» Exercise brief
Format the records from the line containing "drop a point: the small green sign" through the line containing "(1272, 791)" as a two-column CSV with columns text and value. Use one row per record, put its wording under text and its answer under value, quote every field, and turn line breaks into spaces.

» Records to use

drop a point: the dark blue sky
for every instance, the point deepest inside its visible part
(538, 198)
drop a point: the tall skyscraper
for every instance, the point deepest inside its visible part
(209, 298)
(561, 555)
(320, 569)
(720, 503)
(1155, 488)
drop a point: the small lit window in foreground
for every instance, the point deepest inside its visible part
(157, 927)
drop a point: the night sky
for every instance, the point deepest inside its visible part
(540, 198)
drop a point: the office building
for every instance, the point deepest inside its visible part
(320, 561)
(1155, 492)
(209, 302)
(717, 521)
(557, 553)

==

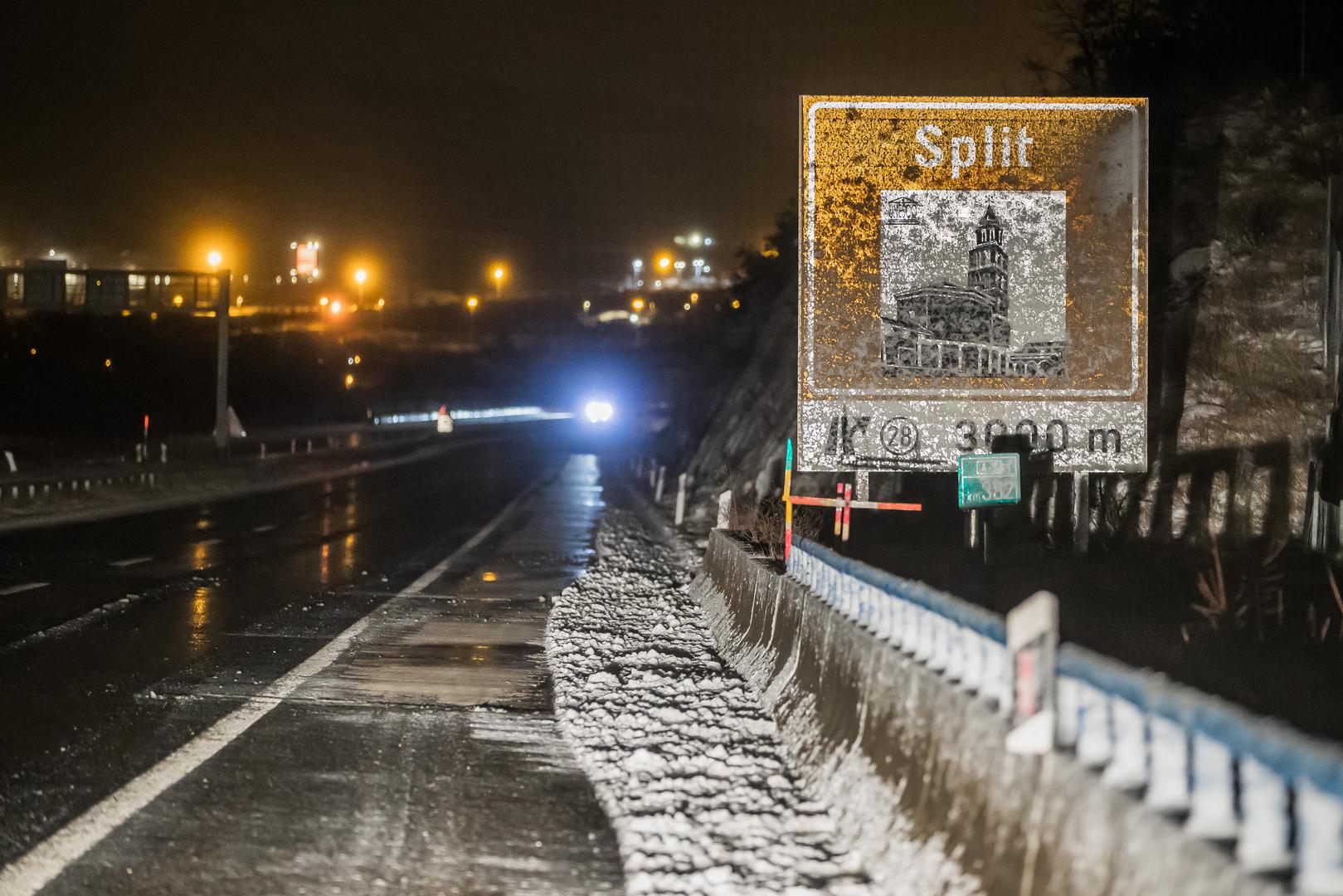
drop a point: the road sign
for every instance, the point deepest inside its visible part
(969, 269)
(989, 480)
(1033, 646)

* * *

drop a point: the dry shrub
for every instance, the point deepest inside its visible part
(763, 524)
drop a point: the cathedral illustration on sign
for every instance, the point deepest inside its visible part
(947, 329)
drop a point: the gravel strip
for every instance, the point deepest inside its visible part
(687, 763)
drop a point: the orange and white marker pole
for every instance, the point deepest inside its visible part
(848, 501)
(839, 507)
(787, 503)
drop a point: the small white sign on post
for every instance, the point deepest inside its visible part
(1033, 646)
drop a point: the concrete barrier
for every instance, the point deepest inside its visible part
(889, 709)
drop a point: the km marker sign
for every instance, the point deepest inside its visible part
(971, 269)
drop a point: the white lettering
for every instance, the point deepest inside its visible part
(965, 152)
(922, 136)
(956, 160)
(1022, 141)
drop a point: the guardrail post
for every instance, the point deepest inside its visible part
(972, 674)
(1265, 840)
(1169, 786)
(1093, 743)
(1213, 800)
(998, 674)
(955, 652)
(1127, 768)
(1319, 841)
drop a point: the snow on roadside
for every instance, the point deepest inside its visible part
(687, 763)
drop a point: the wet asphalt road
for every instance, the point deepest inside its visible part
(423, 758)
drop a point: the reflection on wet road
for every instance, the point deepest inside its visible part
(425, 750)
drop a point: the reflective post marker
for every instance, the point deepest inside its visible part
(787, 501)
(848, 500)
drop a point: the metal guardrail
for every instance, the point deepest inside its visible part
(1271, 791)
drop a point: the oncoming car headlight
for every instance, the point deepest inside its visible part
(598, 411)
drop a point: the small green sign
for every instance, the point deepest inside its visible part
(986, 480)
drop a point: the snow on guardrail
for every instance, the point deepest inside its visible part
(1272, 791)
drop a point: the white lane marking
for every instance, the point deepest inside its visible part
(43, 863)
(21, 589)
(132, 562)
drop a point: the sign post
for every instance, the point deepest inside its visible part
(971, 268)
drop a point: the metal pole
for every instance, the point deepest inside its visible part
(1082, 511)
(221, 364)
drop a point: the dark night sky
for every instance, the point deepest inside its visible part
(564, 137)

» Response for this exercise
text,value
"drop a point: the small green sign for every instance, the point deepest inside its visible part","(986, 480)"
"drop a point: the snow on guardrail for every instance, the point deepest inside its visible part","(1272, 791)"